**Task to complete**
Look through the data for the string "Target". Copy every line where it is found.

**Supplied information**
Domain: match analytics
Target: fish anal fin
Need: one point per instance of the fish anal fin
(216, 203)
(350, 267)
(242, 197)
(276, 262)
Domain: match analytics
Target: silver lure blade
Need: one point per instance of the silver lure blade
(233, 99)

**Exercise output**
Target: fish anal fin
Target: silver lure blade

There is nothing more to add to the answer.